TASK TO CARRY OUT »
Extract every entry below word for word, leaving the pictures out of your answer.

^^^^^^^^^^^^^^^^

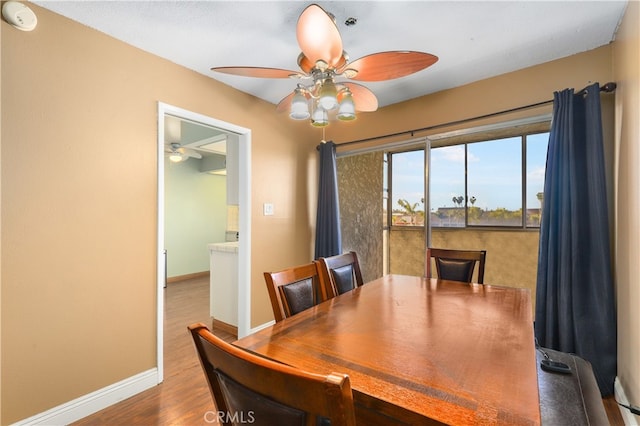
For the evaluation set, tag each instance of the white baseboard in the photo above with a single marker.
(83, 406)
(627, 416)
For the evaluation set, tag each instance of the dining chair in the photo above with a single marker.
(294, 289)
(340, 273)
(456, 265)
(247, 388)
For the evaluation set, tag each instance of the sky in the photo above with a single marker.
(494, 174)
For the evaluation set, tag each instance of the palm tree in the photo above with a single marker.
(409, 209)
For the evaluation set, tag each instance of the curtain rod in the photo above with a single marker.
(606, 88)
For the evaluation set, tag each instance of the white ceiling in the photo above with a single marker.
(473, 39)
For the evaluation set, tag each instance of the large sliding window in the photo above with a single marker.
(488, 183)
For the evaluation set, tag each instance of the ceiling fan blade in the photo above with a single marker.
(389, 65)
(318, 36)
(258, 72)
(188, 152)
(285, 104)
(363, 98)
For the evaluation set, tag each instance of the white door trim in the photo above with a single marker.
(244, 219)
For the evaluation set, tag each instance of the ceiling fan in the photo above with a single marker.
(325, 67)
(177, 153)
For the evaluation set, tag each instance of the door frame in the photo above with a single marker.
(244, 221)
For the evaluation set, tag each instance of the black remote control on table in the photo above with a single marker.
(555, 366)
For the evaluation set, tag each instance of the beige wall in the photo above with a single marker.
(79, 213)
(79, 114)
(626, 63)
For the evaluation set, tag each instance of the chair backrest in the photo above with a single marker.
(340, 273)
(456, 265)
(295, 289)
(248, 388)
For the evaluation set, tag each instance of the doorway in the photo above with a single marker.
(241, 137)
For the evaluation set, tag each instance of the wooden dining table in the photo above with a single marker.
(419, 351)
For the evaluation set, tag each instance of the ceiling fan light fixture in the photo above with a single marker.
(347, 110)
(299, 106)
(320, 117)
(328, 95)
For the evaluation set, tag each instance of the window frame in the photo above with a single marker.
(465, 138)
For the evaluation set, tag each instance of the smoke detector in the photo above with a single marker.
(19, 15)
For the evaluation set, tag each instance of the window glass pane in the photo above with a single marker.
(536, 162)
(447, 186)
(495, 182)
(407, 188)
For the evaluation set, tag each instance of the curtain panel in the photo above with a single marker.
(575, 301)
(328, 237)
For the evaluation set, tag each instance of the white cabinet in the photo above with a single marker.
(223, 281)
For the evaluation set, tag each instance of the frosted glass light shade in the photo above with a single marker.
(328, 95)
(299, 107)
(347, 111)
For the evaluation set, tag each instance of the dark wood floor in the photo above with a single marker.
(183, 398)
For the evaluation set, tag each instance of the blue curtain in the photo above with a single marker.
(328, 238)
(575, 305)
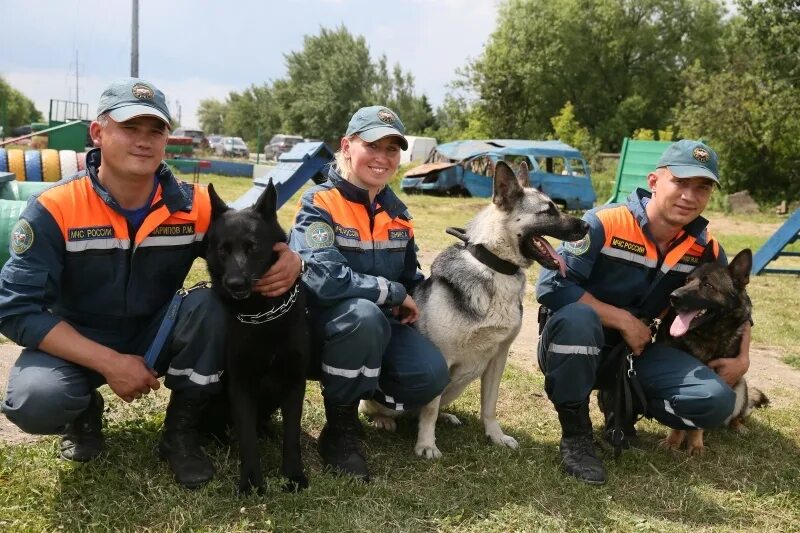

^^^^^^^^^^^^^^^^

SOLUTION TO THIS EXERCISE »
For the evaluation set, tag each instance of the white baseboard in the photo above with a single marker.
(83, 406)
(627, 416)
For the evaluation set, tag each instance of the dining chair in the photo above with a single marker.
(294, 289)
(340, 273)
(456, 265)
(247, 388)
For the evaluation set, tag each instance of the sky in the photo above with a single marker.
(494, 174)
For the evaluation set, tag each instance of the palm tree in the photo above with a single marker.
(409, 209)
For the evaluation set, tag each instance of the curtain rod in the photo above with a single marker.
(606, 88)
For the evaluation set, tag each instance of the white ceiling in the photo above with a single marker.
(473, 39)
For the evaluation set, tag each instance of the large sliding window in the photo above with a single marker.
(488, 183)
For the evaluation set, tag each instance of the ceiling fan blade in the photo above with a single marker.
(389, 65)
(318, 36)
(258, 72)
(188, 152)
(285, 104)
(363, 98)
For the evaluation set, tag each instance of the white door trim in the photo above with a single marker.
(244, 219)
For the evaluation set, tag each instance of the ceiling fan in the photo above with a single marker.
(325, 67)
(177, 153)
For the evaluation set, tag each instance of the door frame in the photo above with a single marker.
(244, 221)
For the evaluation set, tag each instance of the black remote control on table in the photo above with a single marker.
(555, 366)
For the evaluation set, tag each instance of the beige wall in the photo above with a single marker.
(79, 213)
(79, 114)
(626, 63)
For the evaluation set, tag each instance of the chair backrest in the photo above with a single marker.
(340, 273)
(456, 265)
(295, 289)
(248, 388)
For the evaluation set, tag each instance of the doorway in the photo above with a single marker.
(241, 137)
For the evaluation set, tag each instance of the wooden dining table in the photo above with a single marker.
(419, 351)
For the evaluation set, tag each instance of the ceiling fan light fixture in the photo above with a single marker.
(347, 110)
(299, 106)
(320, 117)
(328, 95)
For the evaluation set, tag each instance of the window frame in the photo above with a single marker.
(465, 138)
For the evaluation set, tag each instance of the smoke detector in the photo above with a single marker.
(19, 15)
For the evaluation set, tag each instance of the window glass pane in the photo above with a single marker.
(536, 162)
(447, 186)
(495, 182)
(407, 188)
For the evaluation set, tag each instance of the curtain panel in the photo above with a single marker.
(575, 301)
(328, 237)
For the evaluation set, tag each instance of the white cabinet in the photo above with a single marker.
(223, 281)
For the evaluation set, tag each instance of the frosted glass light shade in the photo above with a single marker.
(328, 95)
(299, 107)
(347, 111)
For the evaluation set, tag each instance of the dark wood floor in the photo above with a single marker.
(183, 398)
For the evaluation set, tag each instance of the blue curtain in the photo above with a single marker.
(328, 238)
(575, 305)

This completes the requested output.